WHAT THE TASK REQUIRES:
Return the entries below exactly as written.

INPUT:
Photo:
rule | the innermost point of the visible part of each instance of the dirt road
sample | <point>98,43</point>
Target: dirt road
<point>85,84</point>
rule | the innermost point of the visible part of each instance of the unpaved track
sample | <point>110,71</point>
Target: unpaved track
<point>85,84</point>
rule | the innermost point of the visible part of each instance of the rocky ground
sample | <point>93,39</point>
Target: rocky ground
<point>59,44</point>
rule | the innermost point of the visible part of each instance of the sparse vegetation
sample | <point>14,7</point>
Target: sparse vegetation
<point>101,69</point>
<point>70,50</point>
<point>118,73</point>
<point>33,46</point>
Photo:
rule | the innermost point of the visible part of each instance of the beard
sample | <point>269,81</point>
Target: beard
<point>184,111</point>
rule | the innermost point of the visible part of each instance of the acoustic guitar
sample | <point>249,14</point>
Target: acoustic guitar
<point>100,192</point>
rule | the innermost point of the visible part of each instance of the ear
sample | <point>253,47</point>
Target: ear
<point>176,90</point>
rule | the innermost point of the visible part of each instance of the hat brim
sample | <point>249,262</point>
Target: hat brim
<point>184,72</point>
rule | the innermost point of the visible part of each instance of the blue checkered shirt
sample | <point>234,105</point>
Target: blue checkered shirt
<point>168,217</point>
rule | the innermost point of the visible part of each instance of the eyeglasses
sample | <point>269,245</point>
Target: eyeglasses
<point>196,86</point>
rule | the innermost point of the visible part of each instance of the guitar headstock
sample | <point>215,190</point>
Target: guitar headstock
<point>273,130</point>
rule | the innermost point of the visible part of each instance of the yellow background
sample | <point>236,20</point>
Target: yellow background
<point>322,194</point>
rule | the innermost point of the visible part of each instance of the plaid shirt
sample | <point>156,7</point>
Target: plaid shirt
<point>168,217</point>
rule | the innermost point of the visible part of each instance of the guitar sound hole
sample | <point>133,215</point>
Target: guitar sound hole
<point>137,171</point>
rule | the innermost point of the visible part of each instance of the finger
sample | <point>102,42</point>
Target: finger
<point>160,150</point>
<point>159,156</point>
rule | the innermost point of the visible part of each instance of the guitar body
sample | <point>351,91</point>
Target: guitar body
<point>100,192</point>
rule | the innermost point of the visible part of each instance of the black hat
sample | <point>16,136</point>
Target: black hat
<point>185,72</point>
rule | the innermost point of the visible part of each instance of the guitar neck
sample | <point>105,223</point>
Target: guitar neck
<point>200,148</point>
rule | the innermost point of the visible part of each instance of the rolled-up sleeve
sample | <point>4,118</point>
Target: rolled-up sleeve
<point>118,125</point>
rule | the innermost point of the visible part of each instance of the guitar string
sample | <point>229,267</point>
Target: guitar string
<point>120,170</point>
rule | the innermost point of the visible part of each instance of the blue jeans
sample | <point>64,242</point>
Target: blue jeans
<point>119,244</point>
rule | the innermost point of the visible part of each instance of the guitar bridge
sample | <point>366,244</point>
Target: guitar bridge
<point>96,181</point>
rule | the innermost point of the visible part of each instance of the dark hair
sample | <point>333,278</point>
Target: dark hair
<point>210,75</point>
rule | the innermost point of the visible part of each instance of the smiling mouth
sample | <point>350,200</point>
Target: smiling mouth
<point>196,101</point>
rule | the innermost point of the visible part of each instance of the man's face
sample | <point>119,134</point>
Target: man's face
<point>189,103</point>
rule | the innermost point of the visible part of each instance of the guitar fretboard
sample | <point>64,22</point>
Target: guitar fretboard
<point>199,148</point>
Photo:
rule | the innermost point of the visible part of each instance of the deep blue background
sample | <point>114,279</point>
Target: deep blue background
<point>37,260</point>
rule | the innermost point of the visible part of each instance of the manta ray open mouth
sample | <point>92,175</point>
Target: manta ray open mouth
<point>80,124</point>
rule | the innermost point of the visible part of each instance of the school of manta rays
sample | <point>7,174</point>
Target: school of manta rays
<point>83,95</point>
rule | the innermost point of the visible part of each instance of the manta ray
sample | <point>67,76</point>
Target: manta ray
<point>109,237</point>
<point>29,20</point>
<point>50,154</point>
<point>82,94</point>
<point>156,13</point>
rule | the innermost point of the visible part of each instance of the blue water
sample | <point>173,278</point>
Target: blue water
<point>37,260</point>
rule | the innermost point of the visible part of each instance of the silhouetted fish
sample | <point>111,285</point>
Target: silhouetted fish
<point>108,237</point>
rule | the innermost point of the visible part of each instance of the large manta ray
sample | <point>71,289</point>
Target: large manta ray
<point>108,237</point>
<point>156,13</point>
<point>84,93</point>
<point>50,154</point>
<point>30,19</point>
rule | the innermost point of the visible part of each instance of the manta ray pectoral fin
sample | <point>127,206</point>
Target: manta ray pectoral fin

SOLUTION:
Photo:
rule | the innermost point of the visible part of each instance of the dirt road
sample | <point>98,43</point>
Target: dirt road
<point>85,84</point>
rule | the innermost point of the visible part of each instance of the unpaved track
sample | <point>110,71</point>
Target: unpaved track
<point>85,84</point>
rule | the innermost point of the visible part of each instance of the rocky ground
sample | <point>93,39</point>
Target: rocky ground
<point>59,44</point>
rule | the innermost point of the visible part of each instance of the sparse vegetation
sample | <point>14,7</point>
Target: sparse vegetation
<point>101,69</point>
<point>70,50</point>
<point>118,73</point>
<point>33,46</point>
Photo:
rule | the innermost point of the visible part of each instance of the beard
sample | <point>269,81</point>
Target: beard
<point>184,111</point>
rule | the innermost point of the visible part of each instance of the acoustic guitar
sample | <point>249,14</point>
Target: acoustic guitar
<point>100,192</point>
rule | the innermost point of the visible part of each instance of the ear
sample | <point>253,47</point>
Target: ear
<point>176,90</point>
rule | the innermost point of the visible part of each instance of the hat brim
sample | <point>249,262</point>
Target: hat brim
<point>184,72</point>
rule | the innermost point of the visible part of each instance of the blue checkered shirt
sample | <point>234,105</point>
Target: blue checkered shirt
<point>168,217</point>
rule | the innermost point of the visible part of each instance of the eyeglasses
sample | <point>269,245</point>
Target: eyeglasses
<point>196,86</point>
rule | the innermost point of the visible part of each instance of the guitar headstock
sample | <point>215,190</point>
Target: guitar headstock
<point>273,130</point>
rule | the innermost point of the visible part of each instance of the yellow background
sample | <point>236,20</point>
Target: yellow background
<point>322,194</point>
rule | the innermost point of the visible part of each instance of the plaid shirt
sample | <point>156,7</point>
Target: plaid shirt
<point>168,217</point>
rule | the innermost point of the visible part of each instance of the guitar sound hole
sample | <point>133,215</point>
Target: guitar sound hole
<point>137,171</point>
rule | the innermost point of the visible part of each instance of the finger
sample | <point>102,42</point>
Target: finger
<point>160,150</point>
<point>159,156</point>
rule | the innermost point of the visible part of each instance of the guitar body
sample | <point>351,91</point>
Target: guitar body
<point>100,192</point>
rule | the innermost point of the visible part of each instance of the black hat
sample | <point>16,136</point>
Target: black hat
<point>185,72</point>
rule | the innermost point of the visible part of each instance of the guitar neck
sample | <point>105,223</point>
Target: guitar neck
<point>200,148</point>
rule | the innermost point of the visible part of each instance of the rolled-up sleeve
sample | <point>4,118</point>
Target: rolled-up sleeve
<point>118,125</point>
rule | the innermost point of the visible part of each instance of the guitar string
sample | <point>229,267</point>
Target: guitar string
<point>120,170</point>
rule | the innermost point of the visible part of each instance of the blue jeans
sample | <point>64,242</point>
Target: blue jeans
<point>119,244</point>
rule | the innermost point of the visible part of each instance of the guitar bridge
sample | <point>366,244</point>
Target: guitar bridge
<point>96,181</point>
rule | the innermost point of the visible part of each instance of the dark hair
sample | <point>333,278</point>
Target: dark hair
<point>210,75</point>
rule | the innermost point of the visible part of each instance of the smiling mouth
sample | <point>350,200</point>
Target: smiling mouth
<point>196,101</point>
rule | the innermost point of the visible part of each instance of the man's face
sample | <point>119,134</point>
Target: man's face
<point>189,103</point>
rule | the innermost point of the visible part of each instance of the guitar fretboard
sample | <point>64,22</point>
Target: guitar fretboard
<point>199,148</point>
Photo:
rule | the innermost point of the visible part of each instance of the deep blue background
sample | <point>114,279</point>
Target: deep blue background
<point>37,260</point>
rule | the innermost point of the visible part of each instance of the manta ray open mouth
sample | <point>92,175</point>
Target: manta ray open mouth
<point>80,124</point>
rule | the innermost point of the visible part of each instance of the school of manta rays
sample | <point>7,174</point>
Target: school of manta rays
<point>83,95</point>
rule | the innermost point of the visible part of each instance of the manta ray
sample | <point>67,76</point>
Target: manta ray
<point>109,237</point>
<point>29,20</point>
<point>50,154</point>
<point>82,94</point>
<point>156,13</point>
rule | the innermost point of the visible part of each instance of the blue water
sample | <point>173,278</point>
Target: blue water
<point>37,260</point>
rule | the innermost point of the visible part of each instance of the silhouetted fish
sample | <point>111,285</point>
Target: silhouetted fish
<point>108,237</point>
rule | the innermost point of the visible part of each instance of the large manta ray
sample | <point>71,289</point>
Target: large manta ray
<point>108,237</point>
<point>156,13</point>
<point>84,93</point>
<point>50,154</point>
<point>30,19</point>
rule | the innermost point of the visible part of each instance of the manta ray pectoral fin
sample | <point>127,206</point>
Target: manta ray pectoral fin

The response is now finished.